ASSIGNED TASK >>
Output only an exact transcription of the line containing "I'd like to know if the tree" and all lines that follow it in the data below.

DATA RECORDS >>
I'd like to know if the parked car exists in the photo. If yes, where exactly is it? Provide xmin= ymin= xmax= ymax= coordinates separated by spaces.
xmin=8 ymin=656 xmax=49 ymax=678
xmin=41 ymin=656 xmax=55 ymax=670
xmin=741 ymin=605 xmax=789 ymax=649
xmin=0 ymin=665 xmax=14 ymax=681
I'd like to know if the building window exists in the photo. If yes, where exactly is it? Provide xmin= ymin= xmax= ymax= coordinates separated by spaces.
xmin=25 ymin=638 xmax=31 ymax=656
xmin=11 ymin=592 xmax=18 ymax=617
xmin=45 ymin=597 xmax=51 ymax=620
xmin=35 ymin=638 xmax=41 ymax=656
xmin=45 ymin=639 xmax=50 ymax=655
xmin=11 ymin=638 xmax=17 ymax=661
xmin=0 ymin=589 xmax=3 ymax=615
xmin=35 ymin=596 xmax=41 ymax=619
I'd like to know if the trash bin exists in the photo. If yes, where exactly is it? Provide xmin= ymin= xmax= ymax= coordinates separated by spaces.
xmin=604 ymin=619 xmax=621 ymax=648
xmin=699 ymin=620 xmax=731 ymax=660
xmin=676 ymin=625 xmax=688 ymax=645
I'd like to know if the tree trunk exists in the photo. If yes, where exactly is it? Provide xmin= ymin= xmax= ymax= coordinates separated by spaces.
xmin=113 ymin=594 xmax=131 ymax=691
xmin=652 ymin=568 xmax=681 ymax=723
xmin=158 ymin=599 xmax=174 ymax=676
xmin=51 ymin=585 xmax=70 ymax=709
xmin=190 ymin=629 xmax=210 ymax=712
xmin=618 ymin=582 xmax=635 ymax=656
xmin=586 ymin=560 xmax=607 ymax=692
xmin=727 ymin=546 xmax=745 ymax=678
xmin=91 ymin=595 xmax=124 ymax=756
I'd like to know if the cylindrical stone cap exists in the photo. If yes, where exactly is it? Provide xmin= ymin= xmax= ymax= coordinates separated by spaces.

THE ANSWER >>
I'd like to know if the tree trunk exists in the photo. If yes, where exactly is it? Provide xmin= ymin= xmax= ymax= coordinates separated by spaces.
xmin=113 ymin=594 xmax=131 ymax=691
xmin=652 ymin=568 xmax=681 ymax=723
xmin=158 ymin=599 xmax=174 ymax=676
xmin=51 ymin=585 xmax=70 ymax=709
xmin=190 ymin=629 xmax=210 ymax=712
xmin=618 ymin=582 xmax=635 ymax=656
xmin=586 ymin=560 xmax=607 ymax=692
xmin=727 ymin=546 xmax=745 ymax=678
xmin=91 ymin=595 xmax=124 ymax=756
I'd like to know if the cylindrical stone cap exists in the photo. If yes, where exactly is it? Provide xmin= ymin= xmax= ymax= coordinates separated by spaces.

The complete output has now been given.